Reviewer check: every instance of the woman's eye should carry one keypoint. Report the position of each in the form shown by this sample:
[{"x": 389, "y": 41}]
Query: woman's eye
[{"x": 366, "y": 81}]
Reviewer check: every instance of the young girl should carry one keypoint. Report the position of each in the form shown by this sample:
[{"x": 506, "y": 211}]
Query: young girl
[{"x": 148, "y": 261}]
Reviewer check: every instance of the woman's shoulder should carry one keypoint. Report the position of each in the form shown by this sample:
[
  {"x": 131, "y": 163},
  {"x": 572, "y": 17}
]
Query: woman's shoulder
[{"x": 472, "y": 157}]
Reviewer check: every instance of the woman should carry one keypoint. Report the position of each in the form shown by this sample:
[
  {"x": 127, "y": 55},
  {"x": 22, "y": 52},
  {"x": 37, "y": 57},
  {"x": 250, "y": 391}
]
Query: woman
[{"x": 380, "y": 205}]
===
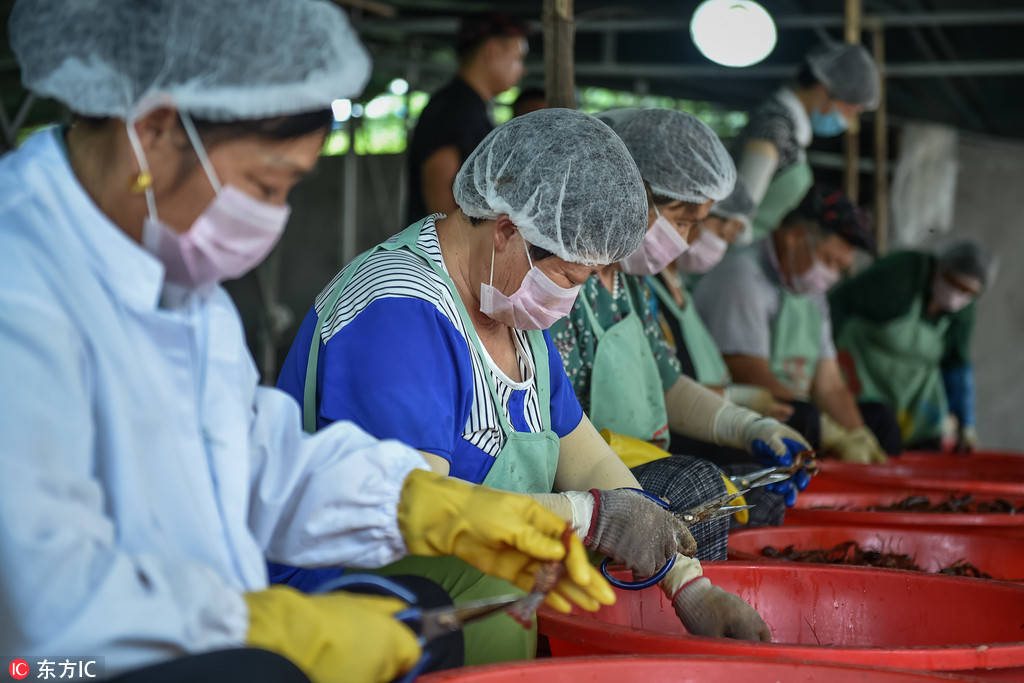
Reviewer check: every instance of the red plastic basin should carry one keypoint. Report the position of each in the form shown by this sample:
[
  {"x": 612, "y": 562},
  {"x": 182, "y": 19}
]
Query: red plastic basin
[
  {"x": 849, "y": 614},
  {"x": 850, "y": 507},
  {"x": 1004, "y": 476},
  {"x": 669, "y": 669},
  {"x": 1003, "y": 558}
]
===
| What you should do |
Select every line above that contains the string "instance", matching case exactly, and copy each one.

| The result |
Reviewer check: every instance of the woman's eye should carry one keypoint. Report the position of each in the form shown by this sample:
Reviewer check: every instance of the young girl should carry one keypoint. Report the position of each in the form shown by this sample:
Reviewer check: every instance of the woman's shoulder should carry one keypoint. Report the position of each in the form shown by this sample:
Reviewer check: every instance of the woman should carry one keypoint. Report the position of each in the form shown by this sample:
Reviewer check: every instance of the red plastic basin should carry one keypoint. Report the position of each in the form shown by this sample:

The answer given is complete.